++++ СТРАНИЦА ++++
Маркс рассматривает снашивание машин – причём он, помимо физического снашивания, выделяет и моральный износ; и он показывает, что снашивание машин вынуждает конкурирующих капиталистов усиливать эксплуатацию рабочих, увеличивать рабочий день, дабы окупить свои машины. «Но кроме материального снашивания машина подвергается, так сказать, и моральному снашиванию. Она утрачивает меновую стоимость по мере того как машины такой же конструкции начинают воспроизводиться дешевле или лучшие машины вступают с ней в конкуренцию. В обоих случаях, как бы ещё нова и жизнеспособна ни была машина, её стоимость определяется уже не тем рабочим временем, которое фактически овеществлено в ней, а тем, которое необходимо теперь для воспроизводства её самой или для воспроизводства лучшей машины. …Чем короче период, в течение которого воспроизводится вся её стоимость, тем меньше опасность морального снашивания, а чем длиннее рабочий день, тем короче этот период». Иными словами, капиталисту нужно спешить, пока машина не устарела, ему необходимо сократить срок амортизации оборудования, а значит, ему необходимо как можно более интенсивно эксплуатировать машину и, соответственно, рабочего, занятого управлением и обслуживанием её. Ему нужно увеличивать продолжительность рабочего дня! «…С удлинением рабочего дня масштаб производства увеличивается, между тем как часть капитала, затраченная на машины и постройки, остаётся без изменения. Благодаря этому не только возрастает прибавочная стоимость, но и уменьшаются затраты, необходимые для её получения».
++++ ИЗВЛЕЧЁННЫЕ ЗАПИСИ ++++
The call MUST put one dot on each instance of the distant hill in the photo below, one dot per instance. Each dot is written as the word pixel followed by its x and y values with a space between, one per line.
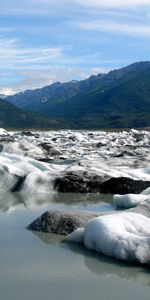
pixel 13 117
pixel 120 98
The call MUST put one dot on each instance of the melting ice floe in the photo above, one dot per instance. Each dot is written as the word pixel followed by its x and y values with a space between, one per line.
pixel 129 200
pixel 124 236
pixel 47 155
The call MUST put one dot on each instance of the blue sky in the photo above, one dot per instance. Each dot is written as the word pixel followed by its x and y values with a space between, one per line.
pixel 43 41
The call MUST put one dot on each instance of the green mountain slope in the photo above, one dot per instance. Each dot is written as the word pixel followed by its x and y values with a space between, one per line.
pixel 13 117
pixel 120 98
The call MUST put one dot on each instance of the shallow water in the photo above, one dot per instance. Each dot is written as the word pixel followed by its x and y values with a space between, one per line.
pixel 37 265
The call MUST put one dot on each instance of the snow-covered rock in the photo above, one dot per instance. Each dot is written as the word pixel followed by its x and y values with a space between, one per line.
pixel 124 236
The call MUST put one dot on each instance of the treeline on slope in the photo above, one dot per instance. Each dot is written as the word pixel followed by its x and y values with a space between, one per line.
pixel 13 117
pixel 119 99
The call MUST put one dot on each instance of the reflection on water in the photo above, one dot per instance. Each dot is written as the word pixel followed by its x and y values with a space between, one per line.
pixel 10 202
pixel 99 264
pixel 36 265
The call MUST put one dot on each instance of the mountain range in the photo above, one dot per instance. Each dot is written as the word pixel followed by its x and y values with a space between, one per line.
pixel 118 99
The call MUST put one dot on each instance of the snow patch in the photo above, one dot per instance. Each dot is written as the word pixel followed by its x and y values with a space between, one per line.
pixel 125 236
pixel 129 200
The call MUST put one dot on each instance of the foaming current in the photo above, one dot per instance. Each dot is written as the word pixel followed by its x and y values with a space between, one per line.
pixel 31 161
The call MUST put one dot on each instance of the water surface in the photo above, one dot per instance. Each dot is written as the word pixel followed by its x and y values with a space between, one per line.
pixel 38 265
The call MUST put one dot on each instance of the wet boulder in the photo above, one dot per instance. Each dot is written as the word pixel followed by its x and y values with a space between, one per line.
pixel 124 185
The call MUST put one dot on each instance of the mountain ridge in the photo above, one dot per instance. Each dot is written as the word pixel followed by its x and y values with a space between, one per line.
pixel 120 98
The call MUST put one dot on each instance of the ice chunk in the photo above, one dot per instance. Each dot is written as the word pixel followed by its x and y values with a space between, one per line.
pixel 128 200
pixel 37 182
pixel 76 236
pixel 146 192
pixel 124 236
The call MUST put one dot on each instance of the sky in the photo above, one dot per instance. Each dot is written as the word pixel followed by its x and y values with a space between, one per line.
pixel 44 41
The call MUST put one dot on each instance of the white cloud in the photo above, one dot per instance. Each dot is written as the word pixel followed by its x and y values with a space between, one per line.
pixel 113 3
pixel 12 54
pixel 31 7
pixel 116 27
pixel 36 79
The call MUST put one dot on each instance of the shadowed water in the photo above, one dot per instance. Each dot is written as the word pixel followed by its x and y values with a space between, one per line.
pixel 37 265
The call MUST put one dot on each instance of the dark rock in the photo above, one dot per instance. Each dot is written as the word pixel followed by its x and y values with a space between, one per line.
++++
Напишите продолжение текста о моральном износе машин у Маркса, начиная после его последнего предложения. Записи взяты из другого источника.

**ОТВЕТ:**
Карл Маркс отмечает «…тот экономический парадокс, что самое мощное средство для сокращения рабочего времени превращается в надёжнейшее средство для того, чтобы всё время жизни рабочего и его семьи обратить в рабочее время, предоставляемое капиталу для увеличения его стоимости». Примерно сто лет тому назад рабочий класс цивилизованных наций добился 8-часового рабочего дня. С тех времён производительность труда – благодаря применению всё более совершенных машин и технологий – возросла многократно, но продолжительность рабочего дня – если не считать горстки наиболее «социальных» государств, вроде Франции, – не уменьшилась ни на йоту! Более того, даже в развитых странах (последний пример тому – Австрия) буржуазия всё решительнее наступает на 8-часовой рабочий день.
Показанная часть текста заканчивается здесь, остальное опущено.